> [Your instructions] Carry on the mailing-list message about the Alternative Vote from the point where it stops.

> [Source excerpt]
begin
[EM] CVD wants Alt.V to be fairer but it isn't: misleading website

Markus Schulze schulze at sol.physik.tu-berlin.de
Sun Oct 1 17:35:00 PDT 2000


Dear Craig,

you wrote (2 Oct 2000):
> Markus wrote (2 Oct 2000):
> > By the way: I don't promote IRV. But in so far as every
> > election method has some problems, it makes no sense to
> > criticize an election method simply because it has some
> > problems. The unique sensefull way to criticize an
> > election method is to propose another election method
> > and to explain why this other election method is better.
>
> Fixing the Alternative Vote results in a simple method. If
> I am handling the maths then it might not seem so simple.
>
> The British Electoral Reform Society could fast track
> solutions using computer aided guessing and have the Alt.Vote
> method tweaked.
end
> [Object location annotation data]
begin
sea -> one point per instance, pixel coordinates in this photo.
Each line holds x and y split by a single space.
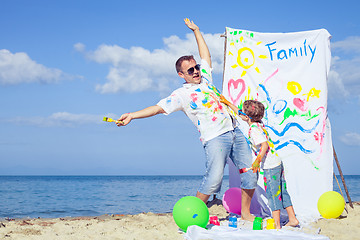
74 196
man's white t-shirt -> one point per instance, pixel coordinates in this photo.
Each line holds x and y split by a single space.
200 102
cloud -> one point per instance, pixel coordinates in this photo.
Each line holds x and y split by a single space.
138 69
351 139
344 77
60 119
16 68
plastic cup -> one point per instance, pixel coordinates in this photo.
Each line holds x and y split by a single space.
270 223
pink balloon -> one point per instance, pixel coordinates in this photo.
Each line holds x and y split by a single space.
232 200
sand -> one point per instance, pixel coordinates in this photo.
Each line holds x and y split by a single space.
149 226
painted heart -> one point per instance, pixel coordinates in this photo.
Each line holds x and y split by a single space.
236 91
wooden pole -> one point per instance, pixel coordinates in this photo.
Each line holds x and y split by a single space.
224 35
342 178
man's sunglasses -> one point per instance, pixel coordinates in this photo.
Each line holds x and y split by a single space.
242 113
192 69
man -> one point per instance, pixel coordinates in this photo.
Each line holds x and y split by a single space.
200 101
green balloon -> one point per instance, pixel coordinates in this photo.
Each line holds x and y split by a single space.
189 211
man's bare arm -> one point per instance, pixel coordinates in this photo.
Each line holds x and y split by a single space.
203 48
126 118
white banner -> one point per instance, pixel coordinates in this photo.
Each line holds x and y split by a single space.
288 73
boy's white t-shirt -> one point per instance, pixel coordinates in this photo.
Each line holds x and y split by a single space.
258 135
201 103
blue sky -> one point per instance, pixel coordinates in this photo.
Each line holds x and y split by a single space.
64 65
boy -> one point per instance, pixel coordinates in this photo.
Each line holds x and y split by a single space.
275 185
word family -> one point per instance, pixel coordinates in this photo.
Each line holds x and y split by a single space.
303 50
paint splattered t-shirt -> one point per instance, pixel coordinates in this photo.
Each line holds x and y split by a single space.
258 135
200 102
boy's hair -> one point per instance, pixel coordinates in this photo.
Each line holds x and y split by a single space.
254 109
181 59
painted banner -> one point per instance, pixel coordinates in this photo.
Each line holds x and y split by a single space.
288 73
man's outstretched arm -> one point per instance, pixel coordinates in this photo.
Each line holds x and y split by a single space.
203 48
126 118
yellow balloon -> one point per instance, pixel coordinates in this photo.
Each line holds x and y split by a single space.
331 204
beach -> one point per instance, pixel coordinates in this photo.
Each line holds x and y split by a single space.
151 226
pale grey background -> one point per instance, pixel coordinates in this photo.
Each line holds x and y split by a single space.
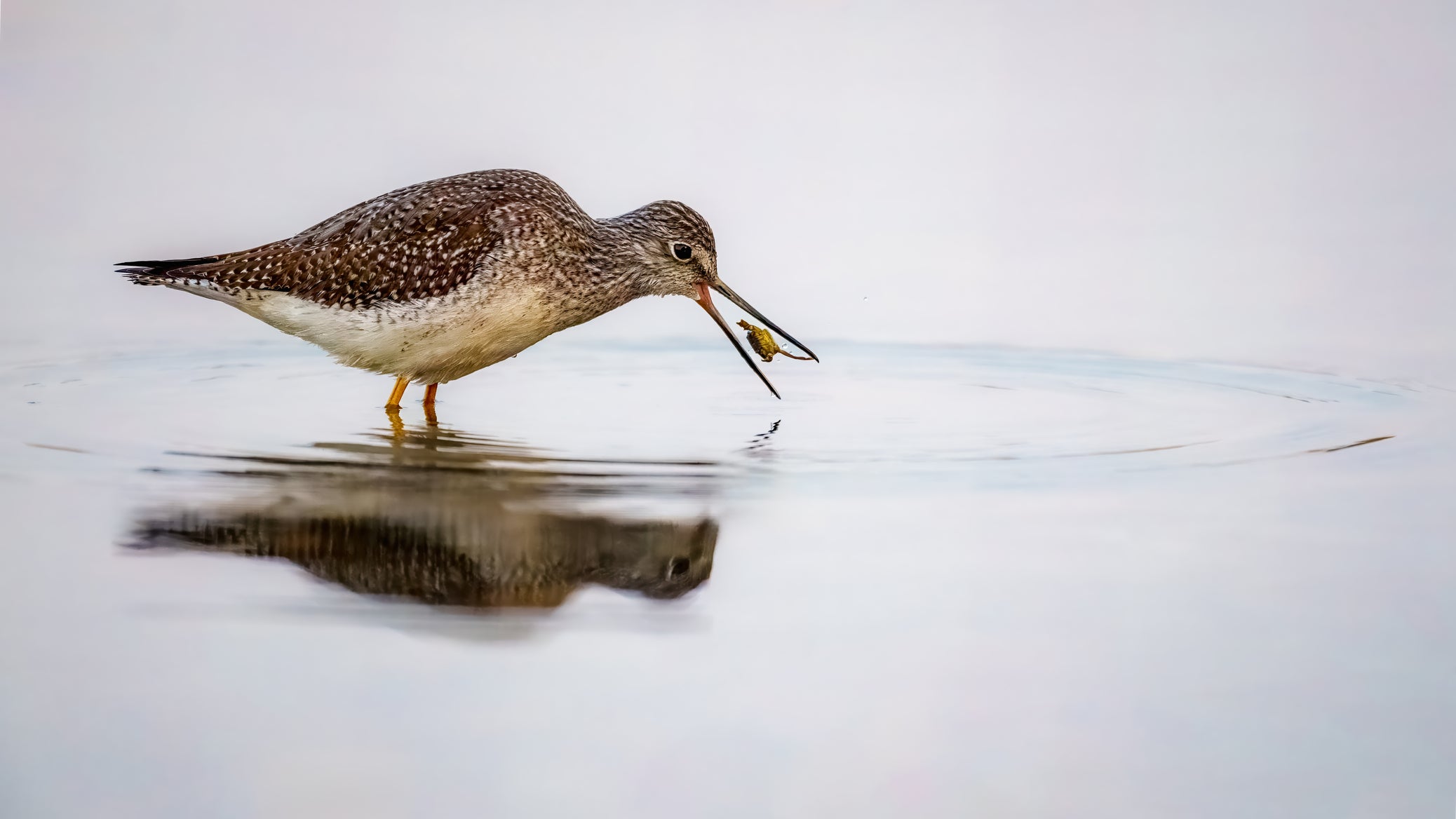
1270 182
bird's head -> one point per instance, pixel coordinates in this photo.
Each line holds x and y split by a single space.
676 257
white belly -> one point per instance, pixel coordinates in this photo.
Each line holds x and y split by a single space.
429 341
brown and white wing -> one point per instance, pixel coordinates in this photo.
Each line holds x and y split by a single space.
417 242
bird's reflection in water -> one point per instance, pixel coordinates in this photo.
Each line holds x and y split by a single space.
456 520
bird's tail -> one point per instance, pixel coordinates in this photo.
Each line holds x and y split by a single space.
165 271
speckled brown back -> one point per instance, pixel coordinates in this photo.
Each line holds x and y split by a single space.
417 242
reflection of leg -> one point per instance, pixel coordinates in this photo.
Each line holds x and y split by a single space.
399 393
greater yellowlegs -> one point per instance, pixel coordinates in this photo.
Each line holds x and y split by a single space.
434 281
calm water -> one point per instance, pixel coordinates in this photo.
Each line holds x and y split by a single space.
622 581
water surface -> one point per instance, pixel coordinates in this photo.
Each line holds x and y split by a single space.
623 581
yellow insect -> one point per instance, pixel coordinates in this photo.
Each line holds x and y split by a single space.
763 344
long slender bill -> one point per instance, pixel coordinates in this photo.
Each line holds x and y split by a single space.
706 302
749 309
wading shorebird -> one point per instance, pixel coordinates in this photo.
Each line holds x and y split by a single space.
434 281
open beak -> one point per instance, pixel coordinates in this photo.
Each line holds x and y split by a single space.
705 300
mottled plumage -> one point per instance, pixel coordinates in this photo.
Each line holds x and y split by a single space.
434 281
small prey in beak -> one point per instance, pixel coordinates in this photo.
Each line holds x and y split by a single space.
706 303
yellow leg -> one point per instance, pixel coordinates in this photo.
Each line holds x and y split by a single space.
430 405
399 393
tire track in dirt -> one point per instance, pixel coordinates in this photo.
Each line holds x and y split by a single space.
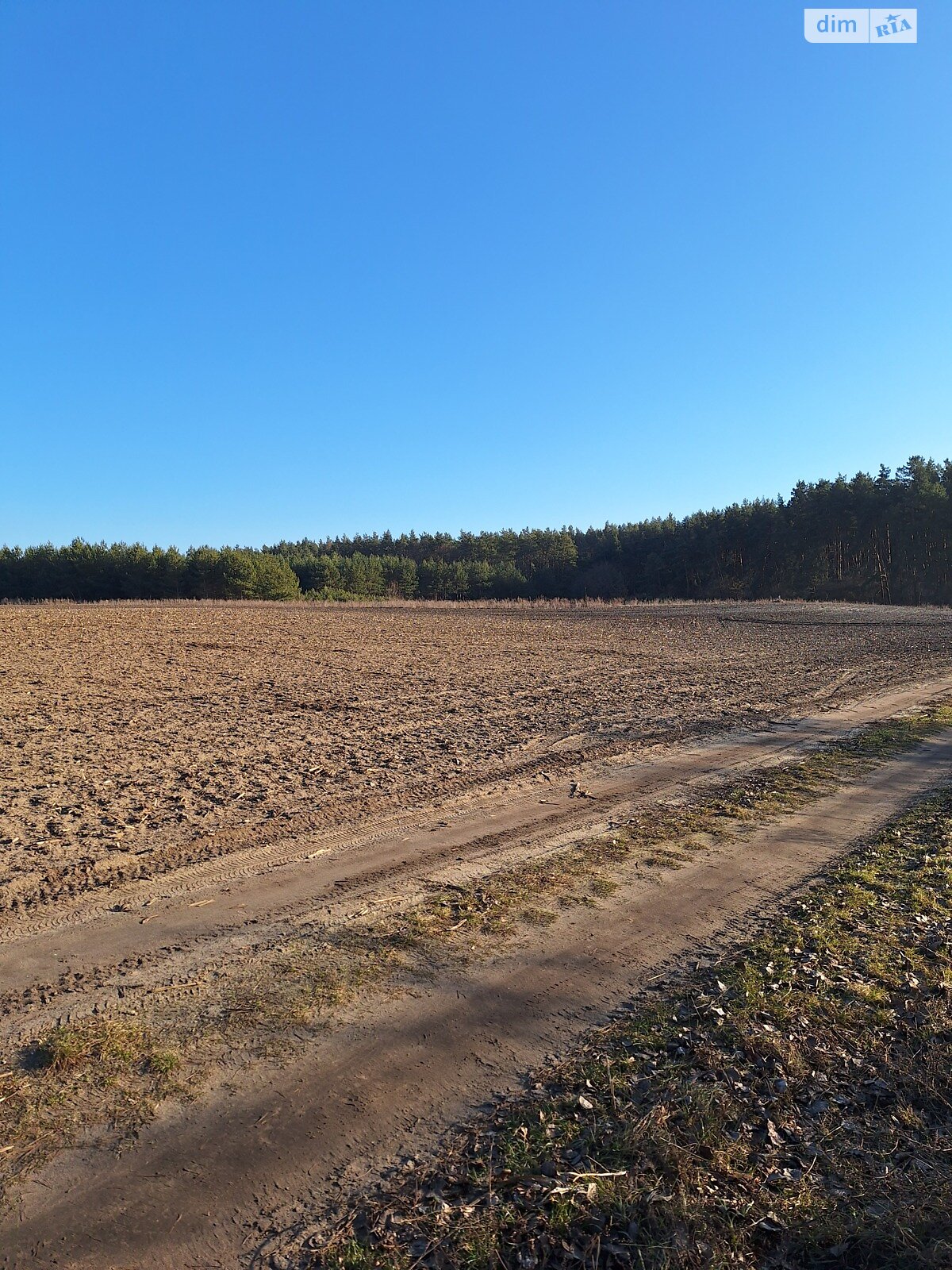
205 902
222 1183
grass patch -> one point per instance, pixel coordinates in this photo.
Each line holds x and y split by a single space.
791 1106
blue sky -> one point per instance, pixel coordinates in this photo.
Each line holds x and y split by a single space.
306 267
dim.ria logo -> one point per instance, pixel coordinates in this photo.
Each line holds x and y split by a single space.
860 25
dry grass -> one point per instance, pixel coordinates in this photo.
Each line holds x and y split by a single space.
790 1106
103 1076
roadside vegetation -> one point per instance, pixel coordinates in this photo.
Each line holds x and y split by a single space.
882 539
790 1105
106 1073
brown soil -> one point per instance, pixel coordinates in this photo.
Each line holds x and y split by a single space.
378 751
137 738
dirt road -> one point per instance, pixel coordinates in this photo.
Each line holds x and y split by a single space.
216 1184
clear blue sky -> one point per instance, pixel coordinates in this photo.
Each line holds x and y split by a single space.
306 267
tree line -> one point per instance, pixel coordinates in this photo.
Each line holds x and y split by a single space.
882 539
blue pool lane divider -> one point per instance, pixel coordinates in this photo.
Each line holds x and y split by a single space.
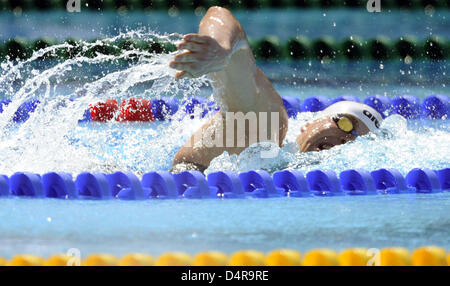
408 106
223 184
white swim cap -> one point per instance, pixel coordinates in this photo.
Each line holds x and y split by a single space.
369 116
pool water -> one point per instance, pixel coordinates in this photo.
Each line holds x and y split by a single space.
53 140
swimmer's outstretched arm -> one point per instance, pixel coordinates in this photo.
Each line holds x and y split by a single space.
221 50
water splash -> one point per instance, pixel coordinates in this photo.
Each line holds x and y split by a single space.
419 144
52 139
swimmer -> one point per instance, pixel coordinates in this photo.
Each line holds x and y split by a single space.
end
> [Task result]
>
> You talk about senseful criticism. I had sensible criticism:
> I set out a proposition that FPTP is better than the
> Alternative Vote because it passed more of the listed more
> essential rules than the Alternative Vote. They both passed
> the 3 above, but only FPTP passes the P1 test which is the
> 4th in this small sequence.

Does that mean that you want the CVD to promote FPP?

******

You wrote (2 Oct 2000):
> So Mr Schulze is uninterested in the CVD website?.
>
> The method the CVD wants to promote is fixable: let them tell
> us why it has not been fixed. Instead Mr Schulze tried to say
> it was my problem. The data indicates that the CVD is possibly
> unaware of a problem, or hiding it. Perhaps the topic of the
> CVD could be abandoned and we could write about Great Britain?.
>
> What is the use of the word "properties"?. What about my
> duality rule?. It is not quite proven. The Approval Vote and
> the FPTP method get past that. I suppose SSD/Skhulze  doesn't/
>
> Why does Mr Markus Schulze uphold the rejection of
> monotonicity or monotonicity and truncation resistance, ?.
>
> He too wuld have voters and their lifes altered adversely at the
> whim or error of a bad method that was not monotonic?.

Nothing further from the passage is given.